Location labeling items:
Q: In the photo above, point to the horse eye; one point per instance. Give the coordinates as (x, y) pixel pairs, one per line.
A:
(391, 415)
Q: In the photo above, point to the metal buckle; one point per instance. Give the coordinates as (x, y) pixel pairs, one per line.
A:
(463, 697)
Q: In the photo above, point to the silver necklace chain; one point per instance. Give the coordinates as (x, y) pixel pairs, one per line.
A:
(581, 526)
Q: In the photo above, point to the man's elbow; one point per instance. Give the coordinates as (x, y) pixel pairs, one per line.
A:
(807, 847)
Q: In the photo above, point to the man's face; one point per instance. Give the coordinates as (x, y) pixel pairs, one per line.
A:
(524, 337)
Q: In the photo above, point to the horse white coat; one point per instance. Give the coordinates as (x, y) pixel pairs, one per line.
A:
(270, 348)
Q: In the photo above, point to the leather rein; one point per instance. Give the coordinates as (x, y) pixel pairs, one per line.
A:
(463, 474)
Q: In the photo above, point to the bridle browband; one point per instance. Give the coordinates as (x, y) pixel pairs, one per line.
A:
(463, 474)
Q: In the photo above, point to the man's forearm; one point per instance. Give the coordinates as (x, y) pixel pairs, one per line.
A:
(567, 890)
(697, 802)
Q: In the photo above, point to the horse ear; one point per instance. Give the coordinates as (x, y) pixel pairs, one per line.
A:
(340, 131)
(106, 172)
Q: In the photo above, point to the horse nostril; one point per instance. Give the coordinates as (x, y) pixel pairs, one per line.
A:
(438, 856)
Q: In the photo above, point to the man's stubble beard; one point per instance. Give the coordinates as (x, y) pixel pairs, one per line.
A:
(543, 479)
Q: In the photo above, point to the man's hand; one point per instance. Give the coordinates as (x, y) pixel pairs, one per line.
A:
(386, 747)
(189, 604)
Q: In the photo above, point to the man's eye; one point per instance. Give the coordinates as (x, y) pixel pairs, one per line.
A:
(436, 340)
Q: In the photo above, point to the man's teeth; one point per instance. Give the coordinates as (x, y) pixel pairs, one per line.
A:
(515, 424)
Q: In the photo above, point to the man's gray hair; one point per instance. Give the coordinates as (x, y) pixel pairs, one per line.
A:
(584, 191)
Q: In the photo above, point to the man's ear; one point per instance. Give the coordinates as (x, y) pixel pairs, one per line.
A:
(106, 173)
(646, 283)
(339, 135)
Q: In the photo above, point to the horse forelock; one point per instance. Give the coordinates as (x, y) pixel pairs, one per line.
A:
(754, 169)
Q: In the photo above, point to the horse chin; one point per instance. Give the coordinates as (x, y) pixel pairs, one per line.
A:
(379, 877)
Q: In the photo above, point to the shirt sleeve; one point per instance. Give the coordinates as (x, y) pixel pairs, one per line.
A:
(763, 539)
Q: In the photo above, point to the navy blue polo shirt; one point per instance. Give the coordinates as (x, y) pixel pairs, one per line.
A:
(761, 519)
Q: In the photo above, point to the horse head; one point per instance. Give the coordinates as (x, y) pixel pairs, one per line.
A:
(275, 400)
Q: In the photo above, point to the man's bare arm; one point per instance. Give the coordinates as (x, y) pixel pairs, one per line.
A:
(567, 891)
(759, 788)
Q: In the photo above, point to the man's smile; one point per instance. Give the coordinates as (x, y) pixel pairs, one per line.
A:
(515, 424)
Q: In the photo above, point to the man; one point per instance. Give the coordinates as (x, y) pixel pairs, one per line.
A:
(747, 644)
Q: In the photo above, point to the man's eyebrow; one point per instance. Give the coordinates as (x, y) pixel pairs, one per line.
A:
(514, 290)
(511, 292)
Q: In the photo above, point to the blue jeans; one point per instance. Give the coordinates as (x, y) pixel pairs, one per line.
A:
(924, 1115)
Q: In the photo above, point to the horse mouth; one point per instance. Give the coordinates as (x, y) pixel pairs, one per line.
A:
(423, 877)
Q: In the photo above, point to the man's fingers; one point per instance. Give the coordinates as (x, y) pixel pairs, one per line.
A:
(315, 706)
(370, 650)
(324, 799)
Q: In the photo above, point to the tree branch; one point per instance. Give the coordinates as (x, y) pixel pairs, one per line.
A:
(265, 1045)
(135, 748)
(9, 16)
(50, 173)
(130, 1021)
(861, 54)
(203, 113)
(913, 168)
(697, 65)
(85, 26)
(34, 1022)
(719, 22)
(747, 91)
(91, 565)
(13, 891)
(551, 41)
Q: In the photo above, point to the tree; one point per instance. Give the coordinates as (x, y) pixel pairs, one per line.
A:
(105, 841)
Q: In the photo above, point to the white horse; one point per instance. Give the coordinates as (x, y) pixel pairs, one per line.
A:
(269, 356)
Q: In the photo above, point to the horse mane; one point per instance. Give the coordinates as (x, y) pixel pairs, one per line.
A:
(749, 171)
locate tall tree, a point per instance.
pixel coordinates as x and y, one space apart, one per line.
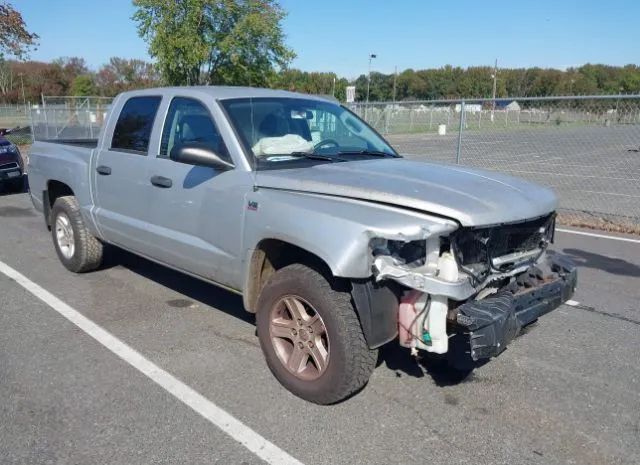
15 39
237 42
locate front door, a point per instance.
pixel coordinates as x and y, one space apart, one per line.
121 175
195 212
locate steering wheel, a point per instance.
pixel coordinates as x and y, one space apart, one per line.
326 142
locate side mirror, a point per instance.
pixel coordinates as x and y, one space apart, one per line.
200 155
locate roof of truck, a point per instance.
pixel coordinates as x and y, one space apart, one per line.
223 92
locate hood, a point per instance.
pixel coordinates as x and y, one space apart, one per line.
470 196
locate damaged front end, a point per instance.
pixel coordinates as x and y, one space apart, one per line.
475 289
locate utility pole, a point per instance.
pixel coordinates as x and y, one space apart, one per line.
495 81
395 77
371 57
366 108
24 101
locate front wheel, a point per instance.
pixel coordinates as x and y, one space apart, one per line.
311 336
77 249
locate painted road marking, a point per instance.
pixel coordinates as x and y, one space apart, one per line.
261 447
602 236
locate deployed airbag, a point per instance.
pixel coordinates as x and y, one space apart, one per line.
283 145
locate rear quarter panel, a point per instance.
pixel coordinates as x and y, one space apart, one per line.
67 164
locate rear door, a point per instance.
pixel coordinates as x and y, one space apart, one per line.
121 173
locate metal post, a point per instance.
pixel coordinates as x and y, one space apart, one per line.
46 119
366 110
460 132
33 129
395 77
493 98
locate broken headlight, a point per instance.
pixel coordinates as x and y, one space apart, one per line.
500 249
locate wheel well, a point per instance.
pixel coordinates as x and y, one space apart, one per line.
272 254
55 189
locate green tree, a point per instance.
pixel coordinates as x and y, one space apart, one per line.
83 85
237 42
15 39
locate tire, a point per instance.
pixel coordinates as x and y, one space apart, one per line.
349 361
78 251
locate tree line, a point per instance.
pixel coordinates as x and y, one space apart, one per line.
72 76
241 42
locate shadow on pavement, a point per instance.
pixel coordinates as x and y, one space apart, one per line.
399 360
395 357
192 288
611 265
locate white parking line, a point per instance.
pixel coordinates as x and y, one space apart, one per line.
240 432
601 236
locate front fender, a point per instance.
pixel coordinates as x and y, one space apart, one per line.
336 229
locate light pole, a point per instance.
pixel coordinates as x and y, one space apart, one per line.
495 82
366 109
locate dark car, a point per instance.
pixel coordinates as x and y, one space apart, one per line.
11 166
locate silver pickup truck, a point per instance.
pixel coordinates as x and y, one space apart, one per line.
336 243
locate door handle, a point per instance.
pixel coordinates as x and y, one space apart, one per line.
161 181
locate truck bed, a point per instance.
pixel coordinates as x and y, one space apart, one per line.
85 143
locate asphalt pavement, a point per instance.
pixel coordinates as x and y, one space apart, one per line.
567 391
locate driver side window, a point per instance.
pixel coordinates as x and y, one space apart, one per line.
189 122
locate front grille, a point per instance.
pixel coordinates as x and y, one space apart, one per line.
9 166
476 248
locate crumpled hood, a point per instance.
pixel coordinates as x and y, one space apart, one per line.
472 197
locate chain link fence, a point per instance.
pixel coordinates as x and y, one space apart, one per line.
69 117
586 148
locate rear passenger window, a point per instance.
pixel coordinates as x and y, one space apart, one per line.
133 129
189 123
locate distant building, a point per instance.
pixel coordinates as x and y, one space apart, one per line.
469 107
510 105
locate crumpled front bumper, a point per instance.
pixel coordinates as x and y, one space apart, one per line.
483 328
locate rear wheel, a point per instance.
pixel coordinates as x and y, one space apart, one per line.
77 249
311 336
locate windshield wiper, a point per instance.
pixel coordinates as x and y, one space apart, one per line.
375 153
313 156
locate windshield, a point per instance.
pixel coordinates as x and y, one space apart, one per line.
278 130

Goal of the exercise | Reproduce the part of the items that opens with the line containing "locate door handle, a point per instance." and closes with the last of the items, substituting "dented" for "crumpled" and leaving everything else unchanged.

Task result |
locate door handle, a point per instance.
pixel coordinates as x and y, one space apart, one per line.
161 181
locate truck bed, a point per instance.
pixel coordinates as x and y, one space apart, one per line.
85 143
locate asphalt pavement, a point per instance.
pixel coordinates as x and y, one space apart, one per line.
567 391
locate driver side window, a point per instance.
pixel coordinates as x and y, one space apart, one per line.
189 122
locate front grille, a point per instance.
pixel coordinates as x and y, one space apart, one per line.
9 166
476 248
locate dented hood, a point per instance.
pixel coordinates as x and y, one space apart, one per line.
472 197
locate chain link fence, a point per instance.
pixel coordinates as x and y, one space apart, one per line.
69 117
586 148
locate rear passenger window, a point per instance.
pixel coordinates as x and y, one space apart, one per line.
133 129
189 123
locate distant building, a point per instance.
pixel coordinates as x and y, one space apart, one per line.
469 107
510 105
locate dented front bumper, a point per instance.
pixel coordinates as x and y, one space apart, one per line.
483 328
locate rear wheel, a point per instance.
pixel coordinates as x and y, one space apart, one per line.
77 249
311 336
locate windshield wiper, a point per instance.
pixel coordinates as x and y, one space apart, one per line.
375 153
313 156
locate windshield, a point per instance.
pixel coordinates as x and y, one space apart, one per line.
278 130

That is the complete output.